Objective: Count the lines of the listing below that contain the string "tree", treating uppercase and lowercase as different, and give only the number.
___ Extracted records ___
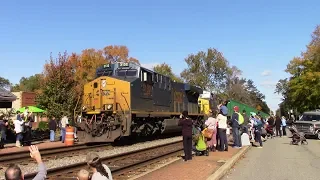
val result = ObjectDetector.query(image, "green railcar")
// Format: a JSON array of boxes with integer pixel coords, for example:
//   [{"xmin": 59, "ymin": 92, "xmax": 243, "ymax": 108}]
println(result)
[{"xmin": 227, "ymin": 100, "xmax": 269, "ymax": 118}]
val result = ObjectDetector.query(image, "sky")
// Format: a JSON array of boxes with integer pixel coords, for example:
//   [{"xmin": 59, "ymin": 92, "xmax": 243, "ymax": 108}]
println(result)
[{"xmin": 0, "ymin": 0, "xmax": 320, "ymax": 111}]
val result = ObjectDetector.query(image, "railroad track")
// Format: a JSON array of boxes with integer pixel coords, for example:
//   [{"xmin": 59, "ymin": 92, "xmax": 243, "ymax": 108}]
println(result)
[
  {"xmin": 0, "ymin": 144, "xmax": 111, "ymax": 167},
  {"xmin": 25, "ymin": 141, "xmax": 183, "ymax": 180}
]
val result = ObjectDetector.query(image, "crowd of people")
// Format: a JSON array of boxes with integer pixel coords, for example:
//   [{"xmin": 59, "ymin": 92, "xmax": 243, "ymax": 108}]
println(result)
[
  {"xmin": 0, "ymin": 107, "xmax": 78, "ymax": 149},
  {"xmin": 5, "ymin": 145, "xmax": 113, "ymax": 180},
  {"xmin": 0, "ymin": 102, "xmax": 287, "ymax": 180},
  {"xmin": 178, "ymin": 101, "xmax": 287, "ymax": 161}
]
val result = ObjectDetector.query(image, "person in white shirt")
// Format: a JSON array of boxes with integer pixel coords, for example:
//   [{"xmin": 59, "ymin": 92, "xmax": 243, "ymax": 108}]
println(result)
[
  {"xmin": 86, "ymin": 152, "xmax": 112, "ymax": 180},
  {"xmin": 13, "ymin": 119, "xmax": 24, "ymax": 147},
  {"xmin": 205, "ymin": 110, "xmax": 218, "ymax": 152},
  {"xmin": 61, "ymin": 116, "xmax": 69, "ymax": 143},
  {"xmin": 217, "ymin": 111, "xmax": 228, "ymax": 151}
]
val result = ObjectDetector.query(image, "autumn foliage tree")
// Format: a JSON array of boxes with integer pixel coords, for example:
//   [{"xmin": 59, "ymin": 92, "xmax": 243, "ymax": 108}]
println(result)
[
  {"xmin": 153, "ymin": 63, "xmax": 183, "ymax": 82},
  {"xmin": 181, "ymin": 48, "xmax": 270, "ymax": 113},
  {"xmin": 69, "ymin": 45, "xmax": 139, "ymax": 95},
  {"xmin": 275, "ymin": 26, "xmax": 320, "ymax": 112},
  {"xmin": 36, "ymin": 53, "xmax": 78, "ymax": 118},
  {"xmin": 181, "ymin": 48, "xmax": 230, "ymax": 93},
  {"xmin": 12, "ymin": 74, "xmax": 43, "ymax": 93}
]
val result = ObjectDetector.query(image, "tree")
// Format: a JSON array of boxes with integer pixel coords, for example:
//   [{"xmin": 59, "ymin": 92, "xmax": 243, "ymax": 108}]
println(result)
[
  {"xmin": 12, "ymin": 74, "xmax": 43, "ymax": 92},
  {"xmin": 153, "ymin": 63, "xmax": 183, "ymax": 82},
  {"xmin": 0, "ymin": 77, "xmax": 11, "ymax": 89},
  {"xmin": 275, "ymin": 26, "xmax": 320, "ymax": 112},
  {"xmin": 220, "ymin": 66, "xmax": 250, "ymax": 104},
  {"xmin": 181, "ymin": 48, "xmax": 230, "ymax": 93},
  {"xmin": 69, "ymin": 46, "xmax": 139, "ymax": 95},
  {"xmin": 103, "ymin": 45, "xmax": 140, "ymax": 64},
  {"xmin": 69, "ymin": 49, "xmax": 108, "ymax": 96},
  {"xmin": 36, "ymin": 53, "xmax": 78, "ymax": 118}
]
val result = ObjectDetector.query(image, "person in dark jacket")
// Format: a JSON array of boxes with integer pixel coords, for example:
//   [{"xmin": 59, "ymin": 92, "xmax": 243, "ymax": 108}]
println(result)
[
  {"xmin": 49, "ymin": 117, "xmax": 57, "ymax": 142},
  {"xmin": 231, "ymin": 106, "xmax": 241, "ymax": 148},
  {"xmin": 0, "ymin": 116, "xmax": 8, "ymax": 149},
  {"xmin": 23, "ymin": 112, "xmax": 34, "ymax": 146},
  {"xmin": 275, "ymin": 116, "xmax": 282, "ymax": 137},
  {"xmin": 253, "ymin": 115, "xmax": 263, "ymax": 148},
  {"xmin": 241, "ymin": 110, "xmax": 250, "ymax": 134},
  {"xmin": 178, "ymin": 111, "xmax": 193, "ymax": 161}
]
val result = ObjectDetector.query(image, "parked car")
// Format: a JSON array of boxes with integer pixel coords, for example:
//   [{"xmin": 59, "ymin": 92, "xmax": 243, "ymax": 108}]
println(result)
[{"xmin": 294, "ymin": 109, "xmax": 320, "ymax": 140}]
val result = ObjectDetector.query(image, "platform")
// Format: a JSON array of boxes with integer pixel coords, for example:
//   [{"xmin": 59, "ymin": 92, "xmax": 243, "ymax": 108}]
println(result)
[{"xmin": 137, "ymin": 147, "xmax": 241, "ymax": 180}]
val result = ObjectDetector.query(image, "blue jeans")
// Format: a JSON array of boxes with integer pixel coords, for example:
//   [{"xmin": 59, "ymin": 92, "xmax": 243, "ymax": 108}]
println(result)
[
  {"xmin": 50, "ymin": 130, "xmax": 54, "ymax": 142},
  {"xmin": 16, "ymin": 133, "xmax": 23, "ymax": 142},
  {"xmin": 254, "ymin": 130, "xmax": 262, "ymax": 147},
  {"xmin": 232, "ymin": 127, "xmax": 241, "ymax": 147},
  {"xmin": 61, "ymin": 128, "xmax": 66, "ymax": 143}
]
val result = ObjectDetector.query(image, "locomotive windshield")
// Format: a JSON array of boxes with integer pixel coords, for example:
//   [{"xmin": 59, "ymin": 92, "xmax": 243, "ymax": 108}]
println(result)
[{"xmin": 116, "ymin": 69, "xmax": 138, "ymax": 77}]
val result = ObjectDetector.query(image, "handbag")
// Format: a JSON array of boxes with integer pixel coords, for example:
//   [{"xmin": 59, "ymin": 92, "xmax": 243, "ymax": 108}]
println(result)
[{"xmin": 202, "ymin": 128, "xmax": 214, "ymax": 139}]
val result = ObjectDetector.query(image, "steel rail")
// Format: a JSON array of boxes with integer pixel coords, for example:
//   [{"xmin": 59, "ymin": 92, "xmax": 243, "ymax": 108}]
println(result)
[{"xmin": 25, "ymin": 141, "xmax": 183, "ymax": 180}]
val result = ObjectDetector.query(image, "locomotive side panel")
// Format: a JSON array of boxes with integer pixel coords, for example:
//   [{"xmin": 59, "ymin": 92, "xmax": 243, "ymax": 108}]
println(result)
[{"xmin": 78, "ymin": 76, "xmax": 131, "ymax": 142}]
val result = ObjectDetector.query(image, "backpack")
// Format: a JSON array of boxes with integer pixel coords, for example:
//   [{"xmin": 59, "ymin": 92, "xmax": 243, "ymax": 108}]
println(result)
[{"xmin": 237, "ymin": 113, "xmax": 244, "ymax": 125}]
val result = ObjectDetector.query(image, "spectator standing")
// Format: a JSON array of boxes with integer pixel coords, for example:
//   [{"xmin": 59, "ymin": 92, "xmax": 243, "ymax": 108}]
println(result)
[
  {"xmin": 0, "ymin": 115, "xmax": 8, "ymax": 149},
  {"xmin": 231, "ymin": 106, "xmax": 241, "ymax": 148},
  {"xmin": 178, "ymin": 111, "xmax": 193, "ymax": 161},
  {"xmin": 275, "ymin": 116, "xmax": 282, "ymax": 137},
  {"xmin": 5, "ymin": 145, "xmax": 47, "ymax": 180},
  {"xmin": 281, "ymin": 116, "xmax": 287, "ymax": 136},
  {"xmin": 241, "ymin": 110, "xmax": 250, "ymax": 134},
  {"xmin": 218, "ymin": 101, "xmax": 229, "ymax": 116},
  {"xmin": 86, "ymin": 153, "xmax": 112, "ymax": 180},
  {"xmin": 253, "ymin": 115, "xmax": 263, "ymax": 148},
  {"xmin": 205, "ymin": 111, "xmax": 218, "ymax": 152},
  {"xmin": 13, "ymin": 118, "xmax": 24, "ymax": 147},
  {"xmin": 61, "ymin": 116, "xmax": 69, "ymax": 143},
  {"xmin": 23, "ymin": 112, "xmax": 33, "ymax": 146},
  {"xmin": 217, "ymin": 111, "xmax": 228, "ymax": 151},
  {"xmin": 49, "ymin": 117, "xmax": 57, "ymax": 142}
]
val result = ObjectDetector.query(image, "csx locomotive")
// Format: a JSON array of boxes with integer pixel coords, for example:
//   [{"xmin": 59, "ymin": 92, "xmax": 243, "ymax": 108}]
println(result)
[{"xmin": 77, "ymin": 62, "xmax": 214, "ymax": 142}]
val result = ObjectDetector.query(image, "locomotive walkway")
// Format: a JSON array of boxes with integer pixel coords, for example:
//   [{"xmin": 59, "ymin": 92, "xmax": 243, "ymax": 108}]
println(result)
[{"xmin": 223, "ymin": 137, "xmax": 320, "ymax": 180}]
___
The solution: 2